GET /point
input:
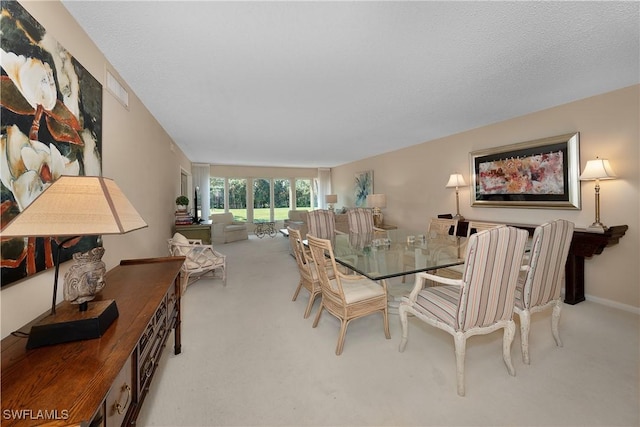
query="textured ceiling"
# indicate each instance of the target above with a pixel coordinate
(319, 84)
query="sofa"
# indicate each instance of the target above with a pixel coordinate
(224, 229)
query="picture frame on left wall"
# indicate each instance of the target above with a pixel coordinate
(363, 187)
(51, 121)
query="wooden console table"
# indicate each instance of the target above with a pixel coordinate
(583, 245)
(99, 382)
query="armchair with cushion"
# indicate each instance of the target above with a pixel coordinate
(297, 219)
(540, 286)
(199, 259)
(224, 229)
(479, 303)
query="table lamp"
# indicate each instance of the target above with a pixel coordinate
(330, 199)
(377, 202)
(595, 170)
(455, 181)
(71, 207)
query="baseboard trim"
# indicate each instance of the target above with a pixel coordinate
(614, 304)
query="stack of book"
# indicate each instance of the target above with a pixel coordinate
(183, 217)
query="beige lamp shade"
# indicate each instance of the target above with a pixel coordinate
(377, 200)
(456, 180)
(597, 169)
(77, 206)
(331, 198)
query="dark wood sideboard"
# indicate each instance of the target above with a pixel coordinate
(99, 382)
(584, 244)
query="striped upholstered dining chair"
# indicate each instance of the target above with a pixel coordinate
(321, 223)
(539, 289)
(479, 303)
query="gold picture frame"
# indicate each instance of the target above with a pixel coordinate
(542, 173)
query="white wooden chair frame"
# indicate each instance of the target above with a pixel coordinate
(200, 260)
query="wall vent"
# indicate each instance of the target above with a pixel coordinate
(117, 90)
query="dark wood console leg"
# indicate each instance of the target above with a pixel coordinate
(177, 346)
(574, 277)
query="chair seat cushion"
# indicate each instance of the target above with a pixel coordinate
(440, 302)
(360, 289)
(204, 264)
(234, 227)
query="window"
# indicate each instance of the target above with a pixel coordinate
(238, 198)
(262, 199)
(216, 195)
(281, 199)
(303, 194)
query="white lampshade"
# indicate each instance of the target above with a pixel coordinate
(597, 169)
(456, 180)
(331, 198)
(77, 206)
(377, 200)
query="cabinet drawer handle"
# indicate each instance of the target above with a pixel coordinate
(149, 370)
(121, 408)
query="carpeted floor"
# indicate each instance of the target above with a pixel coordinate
(250, 359)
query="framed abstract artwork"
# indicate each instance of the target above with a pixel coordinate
(363, 187)
(535, 174)
(51, 125)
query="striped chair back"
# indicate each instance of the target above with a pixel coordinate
(492, 265)
(321, 223)
(545, 277)
(360, 220)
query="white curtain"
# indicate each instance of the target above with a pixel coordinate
(200, 173)
(324, 186)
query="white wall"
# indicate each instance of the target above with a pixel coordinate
(414, 181)
(137, 153)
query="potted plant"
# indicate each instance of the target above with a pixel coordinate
(182, 202)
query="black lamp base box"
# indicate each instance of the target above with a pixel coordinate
(70, 324)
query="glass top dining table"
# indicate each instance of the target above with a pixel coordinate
(396, 255)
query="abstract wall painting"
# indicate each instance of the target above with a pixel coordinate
(363, 187)
(535, 174)
(51, 125)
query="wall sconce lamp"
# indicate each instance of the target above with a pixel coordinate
(596, 170)
(377, 202)
(330, 199)
(455, 181)
(71, 207)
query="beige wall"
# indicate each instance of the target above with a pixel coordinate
(414, 181)
(137, 154)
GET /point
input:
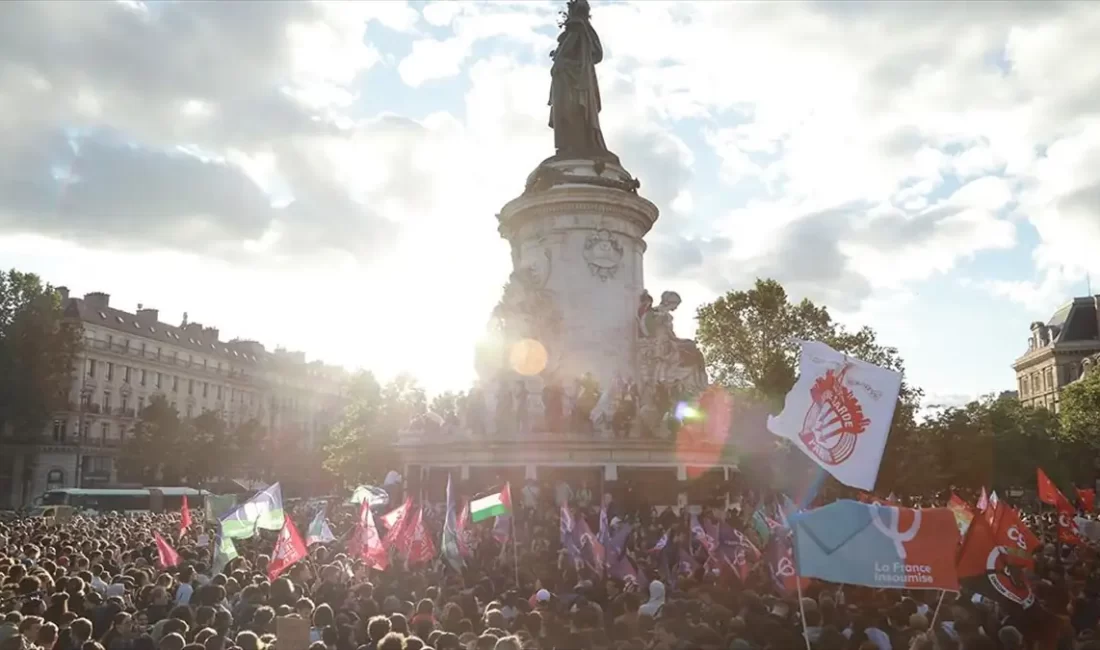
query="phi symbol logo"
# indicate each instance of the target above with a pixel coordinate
(834, 420)
(1018, 538)
(893, 529)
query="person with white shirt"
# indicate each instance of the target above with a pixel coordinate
(185, 590)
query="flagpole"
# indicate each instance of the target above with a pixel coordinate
(802, 608)
(515, 550)
(932, 626)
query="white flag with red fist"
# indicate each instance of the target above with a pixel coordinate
(838, 414)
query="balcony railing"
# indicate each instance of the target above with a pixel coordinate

▶ _WHAT YOU HAVE TO DO_: Do not copy the pictures, but repeat every line exactly.

▶ _SOLUTION FOR THIS PROBLEM_:
GET /point
input:
query="textured ceiling"
# indicate each instance of the target above with a pixel coordinate
(319, 84)
query="sofa"
# indicate each instance of the target above with a pixel coordinate
(224, 229)
query="picture frame on left wall"
# indicate each instance of the target above with a pixel coordinate
(363, 187)
(51, 121)
query="wooden console table"
# indicate each instance of the target above with a pixel coordinate
(583, 245)
(99, 382)
query="armchair with cushion"
# indicate each instance of the target above with a pixel coordinate
(297, 219)
(540, 286)
(199, 259)
(224, 229)
(479, 303)
query="table lamp"
# indicate each instance of the target above with a pixel coordinate
(330, 199)
(377, 202)
(595, 170)
(455, 181)
(71, 207)
query="baseboard trim"
# indicate each instance of the target above with a pixel coordinate
(614, 304)
query="stack of book"
# indicate each instance of the target above with a pixel coordinate
(183, 217)
query="beige lamp shade"
# indicate each instance of the target above with a pixel coordinate
(377, 200)
(456, 180)
(597, 169)
(77, 206)
(331, 198)
query="dark wood sideboard"
# indicate each instance of the target above with a pixel coordinate
(99, 382)
(584, 244)
query="striped upholstered dining chair"
# indicate each instance of the target above with a pixel coordinate
(321, 223)
(539, 289)
(479, 303)
query="gold picture frame"
# indicate each instance of the target above with a pixel coordinate
(542, 173)
query="white wooden chair frame"
# indicate each instance of the target above with a pixel coordinate
(200, 260)
query="wall vent"
# indicate each instance of the target above with a pixel coordinate
(117, 90)
query="dark wood console leg"
# indicate each instance of the target above with a pixel coordinate
(177, 346)
(574, 277)
query="chair seat cushion"
# indicate each instance of the target above with a pixel coordinate
(440, 302)
(360, 289)
(204, 264)
(234, 227)
query="window"
# indicate each instance of the target above with a pixel coordinate
(238, 198)
(262, 199)
(216, 195)
(281, 199)
(303, 194)
query="white lampshade"
# indicate each instance of the target above with a pixel coordinate
(597, 169)
(456, 180)
(331, 198)
(77, 206)
(377, 200)
query="cabinet drawer handle"
# indicate each instance of the target above with a pixel coordinate
(149, 370)
(121, 408)
query="carpeted floor"
# indicate each instance of the target above with a pixel coordinate
(250, 359)
query="framed abstract artwork"
# indicate each instance of the target above with a pixel coordinate
(363, 187)
(535, 174)
(51, 125)
query="striped chair back"
# indicate each instance of the target above with a pixel coordinate
(492, 265)
(321, 223)
(545, 277)
(360, 220)
query="white curtain"
# indicate each instance of the target above with a pixel coordinate
(200, 173)
(324, 186)
query="white wall"
# indicate each instance of the target above with a pixel coordinate
(414, 181)
(137, 153)
query="potted plant"
# indicate each instance of the target above with a pixel coordinate
(182, 202)
query="black lamp base box"
# indicate each instance of the target above with a pixel coordinate
(70, 324)
query="glass top dining table"
# indicate each instance of the target above with a pixel coordinate
(396, 255)
query="abstract wall painting"
# indicate each instance of the target above with a pixel coordinate
(363, 187)
(535, 174)
(51, 125)
query="wall sconce lamp"
# indicate each instance of the target above with a pixel coordinate
(596, 170)
(377, 202)
(330, 199)
(455, 181)
(71, 207)
query="beige wall"
# indicate each instance of the target above with a pixel coordinate
(414, 181)
(137, 154)
GET /point
input:
query="phi symbol logo"
# indicate each instance of the target above with a pixel coordinate
(834, 420)
(1018, 538)
(893, 529)
query="person with white shirt"
# indicate each instance of the target above with a pixel coordinate
(185, 590)
query="flagpole"
# indicate each instance of the target above with a pixel coordinate
(802, 608)
(515, 550)
(932, 626)
query="white flag with red fist"
# indicate each instance of the target above with a pixel coordinate
(838, 414)
query="balcony railing"
# indicate each instance of the target above with a pixel coordinate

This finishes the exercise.